» **Excerpted text**:
| > If i quote the WHO[1] on this, you might just say they are not literate enough. This is a page primarily about herd immunity, not about vaccine efficacy. You had to dig to find this (or somebody dug for you). Having said that, even though they added several sentences on how certain things are unsure or need more research, I will admit that they worded this specific sentence badly: "Vaccinated people are protected from getting the disease in question and passing on the pathogen, breaking any chains of transmission." It is clearly overstated and does not match the careful wording later on: "We are still learning about immunity to COVID-19. Most people who are infected with COVID-19 develop an immune response within the first few weeks, but we don’t know how strong or lasting that immune response is, or how it differs for different people. There have also been reports of people infected with COVID-19 for a second time." > The rest of your post are personal attacks that do not add to your point. They do, because you clearly have a bone to pick that is preventing you from rationally approaching the matter and discussions in general. Think about what point you're actually trying to make and what that has to do with the base rate fallacy. Really, verbalize it. What is it? Why did you feel the need to inject that into the discussion, even though it doesn't belong here at all? |
You previously accused me of somehow missing the 2019-2021 timeframe, but that the vaccine doesn't really protect you well from infections was not established until autuum 2021. Consequently, as the scientific data to show it was not collected yet. Either you got the year numbers wrong or there is some retcon happening.
> Why did you feel the need to inject that into the discussion, even though it doesn't belong here at all?
Why is that on me? You tried a stab at antivax whackos and it backfired.
> Really, verbalize it.
I got vaccinated with the belief that it would reliably keep me from the hospital. Because it "prevents severe causes of the sickness" (translated from german). We blamed and shunned unvaccinated people because they were an unreasonable burden to the hospitals, and now you casually remark that its the low efficacy of the vaccine, not being unvaxxed, that causes the majority of people who end up hospitalized. For how long has that been?
Maybe we should have worked on a vaccine with better efficacy (hey, let me dream up the impossible, maybe immunity like with the measles vax where 99% ppl actually can't get sick at all) instead of harassing unvaccinated people?

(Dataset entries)

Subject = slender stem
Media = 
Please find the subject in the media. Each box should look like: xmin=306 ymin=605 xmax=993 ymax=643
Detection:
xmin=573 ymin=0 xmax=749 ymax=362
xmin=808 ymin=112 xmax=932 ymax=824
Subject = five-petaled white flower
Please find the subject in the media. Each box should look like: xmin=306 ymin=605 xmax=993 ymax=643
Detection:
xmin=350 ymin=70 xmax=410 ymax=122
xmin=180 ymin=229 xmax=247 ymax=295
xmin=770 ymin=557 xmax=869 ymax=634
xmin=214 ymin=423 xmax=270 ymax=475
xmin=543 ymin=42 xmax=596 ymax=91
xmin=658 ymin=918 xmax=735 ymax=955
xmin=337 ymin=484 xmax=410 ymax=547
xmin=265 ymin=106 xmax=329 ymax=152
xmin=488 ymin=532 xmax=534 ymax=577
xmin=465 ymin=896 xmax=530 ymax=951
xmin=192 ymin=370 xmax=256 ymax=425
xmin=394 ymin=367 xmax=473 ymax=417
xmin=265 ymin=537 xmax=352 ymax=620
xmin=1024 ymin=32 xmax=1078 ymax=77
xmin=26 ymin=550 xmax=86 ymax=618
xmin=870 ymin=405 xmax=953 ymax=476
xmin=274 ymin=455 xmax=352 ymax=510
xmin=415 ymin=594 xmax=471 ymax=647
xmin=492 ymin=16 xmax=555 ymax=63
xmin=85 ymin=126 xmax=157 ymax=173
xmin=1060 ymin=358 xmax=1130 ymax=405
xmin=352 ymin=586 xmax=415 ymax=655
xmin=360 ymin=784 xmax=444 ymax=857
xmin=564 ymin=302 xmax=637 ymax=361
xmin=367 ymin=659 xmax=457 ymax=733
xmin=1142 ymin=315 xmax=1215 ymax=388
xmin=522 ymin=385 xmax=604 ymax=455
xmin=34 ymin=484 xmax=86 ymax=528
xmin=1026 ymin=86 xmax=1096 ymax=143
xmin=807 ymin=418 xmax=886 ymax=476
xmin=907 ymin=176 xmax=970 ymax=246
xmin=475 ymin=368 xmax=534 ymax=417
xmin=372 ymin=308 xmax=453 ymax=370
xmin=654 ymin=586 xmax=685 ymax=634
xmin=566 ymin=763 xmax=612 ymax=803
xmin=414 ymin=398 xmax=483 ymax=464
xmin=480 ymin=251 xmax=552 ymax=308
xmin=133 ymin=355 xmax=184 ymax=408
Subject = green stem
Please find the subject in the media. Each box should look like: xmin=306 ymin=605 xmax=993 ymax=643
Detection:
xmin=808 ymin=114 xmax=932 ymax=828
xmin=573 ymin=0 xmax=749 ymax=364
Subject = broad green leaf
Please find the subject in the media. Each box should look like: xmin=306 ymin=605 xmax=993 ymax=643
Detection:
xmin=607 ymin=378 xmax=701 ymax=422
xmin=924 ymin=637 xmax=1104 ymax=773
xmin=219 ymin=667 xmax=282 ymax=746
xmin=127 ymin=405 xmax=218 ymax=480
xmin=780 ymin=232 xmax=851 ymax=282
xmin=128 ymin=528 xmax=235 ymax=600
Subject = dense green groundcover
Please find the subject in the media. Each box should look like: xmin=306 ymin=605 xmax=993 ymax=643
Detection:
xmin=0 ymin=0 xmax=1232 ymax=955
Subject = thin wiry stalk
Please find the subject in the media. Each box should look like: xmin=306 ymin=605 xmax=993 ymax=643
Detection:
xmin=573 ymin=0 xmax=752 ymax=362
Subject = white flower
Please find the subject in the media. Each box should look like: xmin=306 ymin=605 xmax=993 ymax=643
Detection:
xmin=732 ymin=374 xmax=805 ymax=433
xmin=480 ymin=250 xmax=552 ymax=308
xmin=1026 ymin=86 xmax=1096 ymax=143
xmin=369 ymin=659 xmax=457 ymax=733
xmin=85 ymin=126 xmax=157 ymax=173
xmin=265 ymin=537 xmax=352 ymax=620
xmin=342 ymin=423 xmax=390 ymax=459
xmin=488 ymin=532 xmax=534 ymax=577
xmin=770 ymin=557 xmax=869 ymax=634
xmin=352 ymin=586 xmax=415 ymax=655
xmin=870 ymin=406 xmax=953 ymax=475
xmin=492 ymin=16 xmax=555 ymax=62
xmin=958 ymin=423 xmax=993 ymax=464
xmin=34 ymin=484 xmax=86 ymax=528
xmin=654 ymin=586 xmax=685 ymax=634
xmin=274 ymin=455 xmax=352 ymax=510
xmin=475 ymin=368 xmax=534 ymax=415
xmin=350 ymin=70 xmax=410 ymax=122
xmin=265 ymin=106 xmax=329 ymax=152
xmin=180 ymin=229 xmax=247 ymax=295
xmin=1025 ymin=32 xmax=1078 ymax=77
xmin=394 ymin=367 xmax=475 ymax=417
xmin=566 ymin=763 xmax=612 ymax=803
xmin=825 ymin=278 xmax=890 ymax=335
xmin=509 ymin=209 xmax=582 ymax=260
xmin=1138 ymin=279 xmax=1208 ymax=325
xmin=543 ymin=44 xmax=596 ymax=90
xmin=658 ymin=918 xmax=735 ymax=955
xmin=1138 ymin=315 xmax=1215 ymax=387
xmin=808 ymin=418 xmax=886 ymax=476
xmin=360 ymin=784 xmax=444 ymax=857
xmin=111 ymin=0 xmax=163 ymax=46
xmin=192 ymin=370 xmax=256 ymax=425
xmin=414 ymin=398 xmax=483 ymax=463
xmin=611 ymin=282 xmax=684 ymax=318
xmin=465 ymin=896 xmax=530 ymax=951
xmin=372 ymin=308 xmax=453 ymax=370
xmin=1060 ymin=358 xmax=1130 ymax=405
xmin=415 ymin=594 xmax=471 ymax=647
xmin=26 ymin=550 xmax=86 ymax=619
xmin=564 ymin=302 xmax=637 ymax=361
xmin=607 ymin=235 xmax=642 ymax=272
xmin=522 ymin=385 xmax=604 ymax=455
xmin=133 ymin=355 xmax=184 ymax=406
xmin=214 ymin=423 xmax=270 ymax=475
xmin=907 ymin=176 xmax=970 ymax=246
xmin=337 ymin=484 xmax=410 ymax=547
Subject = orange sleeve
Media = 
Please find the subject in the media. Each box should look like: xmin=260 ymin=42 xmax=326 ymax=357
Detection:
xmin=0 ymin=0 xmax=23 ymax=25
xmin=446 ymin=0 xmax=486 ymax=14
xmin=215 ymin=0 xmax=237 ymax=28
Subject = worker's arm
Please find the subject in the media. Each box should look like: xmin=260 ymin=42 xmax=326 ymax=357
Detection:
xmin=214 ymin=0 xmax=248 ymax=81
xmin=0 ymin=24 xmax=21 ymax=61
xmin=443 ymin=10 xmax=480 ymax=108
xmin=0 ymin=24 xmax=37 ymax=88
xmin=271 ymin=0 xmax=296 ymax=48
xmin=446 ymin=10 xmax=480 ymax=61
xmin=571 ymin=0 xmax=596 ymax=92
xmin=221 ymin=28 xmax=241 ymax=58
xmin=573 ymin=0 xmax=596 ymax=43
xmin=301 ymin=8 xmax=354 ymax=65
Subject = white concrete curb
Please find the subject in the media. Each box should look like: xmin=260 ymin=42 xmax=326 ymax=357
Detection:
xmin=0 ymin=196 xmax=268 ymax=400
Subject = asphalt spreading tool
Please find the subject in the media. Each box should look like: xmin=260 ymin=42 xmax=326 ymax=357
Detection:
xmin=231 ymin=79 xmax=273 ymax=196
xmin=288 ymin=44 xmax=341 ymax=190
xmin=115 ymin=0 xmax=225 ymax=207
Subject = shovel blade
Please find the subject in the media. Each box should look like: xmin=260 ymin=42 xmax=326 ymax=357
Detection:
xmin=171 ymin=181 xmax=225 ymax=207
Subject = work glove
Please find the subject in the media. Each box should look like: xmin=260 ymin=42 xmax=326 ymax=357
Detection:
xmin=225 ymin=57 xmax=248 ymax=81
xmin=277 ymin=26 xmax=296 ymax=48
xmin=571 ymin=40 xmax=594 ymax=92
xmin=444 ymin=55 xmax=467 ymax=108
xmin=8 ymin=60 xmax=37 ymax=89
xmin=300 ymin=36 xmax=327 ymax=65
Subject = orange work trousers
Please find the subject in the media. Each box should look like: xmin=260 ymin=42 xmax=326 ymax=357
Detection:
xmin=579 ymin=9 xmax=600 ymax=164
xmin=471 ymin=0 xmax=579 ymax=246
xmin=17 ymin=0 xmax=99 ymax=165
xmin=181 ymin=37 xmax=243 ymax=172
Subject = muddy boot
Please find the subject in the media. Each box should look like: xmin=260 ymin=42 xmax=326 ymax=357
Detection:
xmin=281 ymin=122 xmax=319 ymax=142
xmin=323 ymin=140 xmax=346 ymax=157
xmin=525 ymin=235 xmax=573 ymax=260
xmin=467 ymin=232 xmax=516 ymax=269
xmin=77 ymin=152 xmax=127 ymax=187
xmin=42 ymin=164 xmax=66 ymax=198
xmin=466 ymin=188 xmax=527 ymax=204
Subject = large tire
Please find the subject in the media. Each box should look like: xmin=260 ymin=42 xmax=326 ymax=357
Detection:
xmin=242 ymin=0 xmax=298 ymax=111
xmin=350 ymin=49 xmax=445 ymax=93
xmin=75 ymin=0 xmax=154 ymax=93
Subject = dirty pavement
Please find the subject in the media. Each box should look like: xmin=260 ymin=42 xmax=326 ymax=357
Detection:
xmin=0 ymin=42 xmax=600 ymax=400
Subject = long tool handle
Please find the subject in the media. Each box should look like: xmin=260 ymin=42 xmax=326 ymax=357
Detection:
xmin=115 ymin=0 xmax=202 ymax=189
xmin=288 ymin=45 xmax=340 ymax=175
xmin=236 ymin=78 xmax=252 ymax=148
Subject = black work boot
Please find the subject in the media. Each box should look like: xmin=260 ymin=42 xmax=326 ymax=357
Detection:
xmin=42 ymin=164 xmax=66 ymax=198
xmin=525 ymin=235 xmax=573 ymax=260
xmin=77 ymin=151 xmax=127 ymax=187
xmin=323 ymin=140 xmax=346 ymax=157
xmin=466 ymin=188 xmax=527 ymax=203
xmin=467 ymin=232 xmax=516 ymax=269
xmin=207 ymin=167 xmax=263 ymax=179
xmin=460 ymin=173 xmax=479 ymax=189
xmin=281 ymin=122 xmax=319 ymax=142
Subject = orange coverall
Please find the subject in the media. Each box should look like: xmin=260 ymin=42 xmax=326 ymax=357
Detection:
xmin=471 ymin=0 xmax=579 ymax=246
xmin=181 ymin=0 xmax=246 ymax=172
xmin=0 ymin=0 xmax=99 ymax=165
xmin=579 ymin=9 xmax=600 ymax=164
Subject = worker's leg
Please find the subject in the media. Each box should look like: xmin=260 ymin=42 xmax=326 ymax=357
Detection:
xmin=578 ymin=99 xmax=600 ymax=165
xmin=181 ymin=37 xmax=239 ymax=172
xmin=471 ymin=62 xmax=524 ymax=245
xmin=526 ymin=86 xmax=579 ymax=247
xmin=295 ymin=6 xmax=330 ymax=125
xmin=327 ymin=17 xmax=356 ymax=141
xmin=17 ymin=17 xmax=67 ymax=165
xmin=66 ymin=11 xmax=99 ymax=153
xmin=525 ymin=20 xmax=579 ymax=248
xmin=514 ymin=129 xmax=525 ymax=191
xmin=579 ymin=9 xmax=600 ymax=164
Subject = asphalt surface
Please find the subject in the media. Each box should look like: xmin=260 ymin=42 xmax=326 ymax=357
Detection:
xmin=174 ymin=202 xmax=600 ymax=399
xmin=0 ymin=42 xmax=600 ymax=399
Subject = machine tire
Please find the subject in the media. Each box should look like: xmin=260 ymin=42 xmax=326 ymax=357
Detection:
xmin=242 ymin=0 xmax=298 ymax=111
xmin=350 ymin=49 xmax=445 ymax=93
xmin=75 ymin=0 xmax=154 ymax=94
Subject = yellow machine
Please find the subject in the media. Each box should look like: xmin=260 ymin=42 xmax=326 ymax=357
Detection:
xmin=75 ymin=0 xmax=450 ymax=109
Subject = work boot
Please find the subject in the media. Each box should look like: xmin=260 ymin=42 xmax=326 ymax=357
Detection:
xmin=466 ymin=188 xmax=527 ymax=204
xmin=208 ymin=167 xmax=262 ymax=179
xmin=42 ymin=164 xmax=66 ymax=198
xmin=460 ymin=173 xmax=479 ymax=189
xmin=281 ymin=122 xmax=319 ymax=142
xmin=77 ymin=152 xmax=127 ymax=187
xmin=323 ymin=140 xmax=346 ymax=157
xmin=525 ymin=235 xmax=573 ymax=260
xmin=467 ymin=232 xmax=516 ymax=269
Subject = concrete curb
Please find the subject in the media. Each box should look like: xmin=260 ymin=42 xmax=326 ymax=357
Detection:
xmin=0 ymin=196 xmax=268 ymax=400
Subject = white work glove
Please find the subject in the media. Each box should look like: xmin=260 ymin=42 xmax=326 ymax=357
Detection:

» **Directions for this task**: According to the text on vaccine efficacy, what did the writer believe about the vaccine when getting vaccinated?

» **Answer box**: That it would reliably keep the writer from the hospital.